--- Records to process ---

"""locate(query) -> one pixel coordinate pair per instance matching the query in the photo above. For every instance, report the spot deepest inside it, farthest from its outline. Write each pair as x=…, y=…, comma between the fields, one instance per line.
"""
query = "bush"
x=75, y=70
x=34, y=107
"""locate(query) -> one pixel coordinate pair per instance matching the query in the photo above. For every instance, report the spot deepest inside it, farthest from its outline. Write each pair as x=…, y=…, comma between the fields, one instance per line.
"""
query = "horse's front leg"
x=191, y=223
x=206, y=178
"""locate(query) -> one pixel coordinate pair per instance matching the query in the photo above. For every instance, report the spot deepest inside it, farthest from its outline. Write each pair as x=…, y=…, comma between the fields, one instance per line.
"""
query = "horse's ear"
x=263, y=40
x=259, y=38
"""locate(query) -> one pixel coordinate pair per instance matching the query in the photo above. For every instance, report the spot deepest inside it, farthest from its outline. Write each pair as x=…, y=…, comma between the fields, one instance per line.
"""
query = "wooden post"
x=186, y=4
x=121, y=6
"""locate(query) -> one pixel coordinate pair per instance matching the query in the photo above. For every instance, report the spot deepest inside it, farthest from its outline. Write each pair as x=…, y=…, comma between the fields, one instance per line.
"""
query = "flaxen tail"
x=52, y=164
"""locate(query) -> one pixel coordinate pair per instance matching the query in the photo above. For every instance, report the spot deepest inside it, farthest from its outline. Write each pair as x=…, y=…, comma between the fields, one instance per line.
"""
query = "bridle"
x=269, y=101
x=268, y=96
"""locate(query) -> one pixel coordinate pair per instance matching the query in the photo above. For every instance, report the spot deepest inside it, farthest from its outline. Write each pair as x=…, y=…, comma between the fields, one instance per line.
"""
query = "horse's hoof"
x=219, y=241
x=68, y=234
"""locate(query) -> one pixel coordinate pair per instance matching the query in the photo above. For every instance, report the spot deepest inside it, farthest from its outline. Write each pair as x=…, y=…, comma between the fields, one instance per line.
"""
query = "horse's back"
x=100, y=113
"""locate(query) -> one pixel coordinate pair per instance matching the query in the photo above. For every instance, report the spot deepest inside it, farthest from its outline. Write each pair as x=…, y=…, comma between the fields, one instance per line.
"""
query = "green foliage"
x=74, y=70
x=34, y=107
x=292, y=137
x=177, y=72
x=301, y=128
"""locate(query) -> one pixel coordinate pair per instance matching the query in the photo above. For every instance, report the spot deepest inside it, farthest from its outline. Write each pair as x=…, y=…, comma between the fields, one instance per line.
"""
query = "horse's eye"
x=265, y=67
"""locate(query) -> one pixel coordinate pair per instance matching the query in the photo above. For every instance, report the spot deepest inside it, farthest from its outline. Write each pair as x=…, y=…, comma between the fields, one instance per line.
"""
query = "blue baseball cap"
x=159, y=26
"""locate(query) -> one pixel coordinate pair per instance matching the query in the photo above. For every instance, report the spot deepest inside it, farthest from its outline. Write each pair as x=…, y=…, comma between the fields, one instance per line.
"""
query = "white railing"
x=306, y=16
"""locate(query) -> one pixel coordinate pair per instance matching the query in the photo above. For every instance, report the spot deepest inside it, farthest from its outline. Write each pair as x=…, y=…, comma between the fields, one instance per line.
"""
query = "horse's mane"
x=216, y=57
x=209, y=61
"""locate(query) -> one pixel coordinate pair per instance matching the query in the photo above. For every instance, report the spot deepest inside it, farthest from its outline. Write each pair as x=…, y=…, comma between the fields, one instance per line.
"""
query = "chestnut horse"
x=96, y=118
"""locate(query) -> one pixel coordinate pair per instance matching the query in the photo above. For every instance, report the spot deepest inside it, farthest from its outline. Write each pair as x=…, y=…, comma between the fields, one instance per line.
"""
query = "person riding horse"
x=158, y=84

---

Exercise goal => What you need to do is repeat every record above exactly.

Result =>
"""locate(query) -> one pixel coordinate pair per instance matching the query in the photo above. For every instance, report the spot deepest inside it, farthest from its outline. Write each pair as x=…, y=…, comma between the fields, one instance per line.
"""
query = "bush"
x=75, y=70
x=34, y=107
"""locate(query) -> one pixel coordinate pair per instance matching the query in the photo above. For every instance, report the spot deepest inside it, farthest from its outline. Write each pair as x=…, y=…, comma between the fields, one instance per line.
"""
query = "horse's front leg"
x=191, y=223
x=206, y=178
"""locate(query) -> one pixel coordinate pair per instance matching the query in the photo above. For every instance, report the spot deepest inside it, farthest from its outline. Write each pair as x=…, y=…, comma between the fields, one instance per line.
"""
query = "horse's ear"
x=263, y=40
x=259, y=38
"""locate(query) -> one pixel coordinate pair per instance matching the query in the photo above. For every instance, report the spot deepest inside it, farthest from its outline. Write each pair as x=…, y=…, comma between the fields, one instance per line.
"""
query = "wooden post"
x=186, y=4
x=121, y=6
"""locate(query) -> one pixel coordinate pair per instance matching the query in the photo above. For every instance, report the spot deepest inside it, farthest from its outline. Write each pair as x=…, y=…, comma between the fields, one instance per line.
"""
query = "flaxen tail"
x=52, y=164
"""locate(query) -> one pixel coordinate pair per instance matching the query in the photo above. For every instance, report the spot deepest inside it, farthest from its outline. Write each pair as x=…, y=…, comma between the fields, one instance per line.
"""
query = "bridle"
x=269, y=101
x=268, y=96
"""locate(query) -> one pixel coordinate pair per instance matching the query in the photo above. For every instance, report the spot deepest inside it, farthest from its outline. Write each pair as x=…, y=…, comma between the fields, one instance per line.
"""
query = "horse's hoof"
x=219, y=241
x=68, y=234
"""locate(query) -> one pixel coordinate pair per instance matching the query in the photo above. For every instance, report the spot deepest inside it, farthest from its outline. Write each pair as x=…, y=…, comma between the fields, one instance per line.
"""
query = "horse's back"
x=100, y=113
"""locate(query) -> one pixel coordinate pair per instance matching the query in the photo above. For every instance, report the spot deepest inside it, farthest from its outline. Write each pair as x=…, y=…, comma between the fields, one instance per line.
"""
query = "green foliage"
x=74, y=70
x=34, y=107
x=292, y=137
x=177, y=72
x=301, y=128
"""locate(query) -> one pixel coordinate pair per instance matching the query in the photo above. For every instance, report the spot deepest inside it, farthest from its outline. Write each pair as x=…, y=…, comma between the fields, one instance per line.
"""
query = "horse's eye"
x=265, y=67
"""locate(query) -> one pixel coordinate pair per instance matching the query in the photo above. For every instance, report the spot deepest inside it, farthest from its outline. Write each pair as x=…, y=…, comma between the fields, one instance per line.
"""
query = "blue baseball cap"
x=159, y=26
"""locate(query) -> one pixel coordinate pair per instance matching the query in the photo above. For every instance, report the spot deepest inside it, farthest from its outline. Write each pair as x=…, y=…, comma between the fields, one instance per line.
"""
query = "white railing"
x=306, y=16
"""locate(query) -> one pixel coordinate pair per instance matching the query in the photo above. For every instance, report the spot deepest inside it, farthest from its outline. Write each pair as x=…, y=…, comma between the fields, one instance per line.
"""
query = "horse's mane"
x=216, y=57
x=209, y=61
"""locate(query) -> one pixel coordinate pair per instance matching the query in the photo above. For every instance, report the spot deepest inside it, farthest from its outline. Write each pair as x=…, y=…, comma between the fields, one instance per line.
"""
query = "chestnut horse"
x=96, y=118
"""locate(query) -> one pixel coordinate pair per instance matching the query in the photo above. For every instance, report the spot deepest inside it, farthest from its outline. Write each pair as x=…, y=…, comma between the fields, one instance per line.
"""
query = "person riding horse"
x=158, y=84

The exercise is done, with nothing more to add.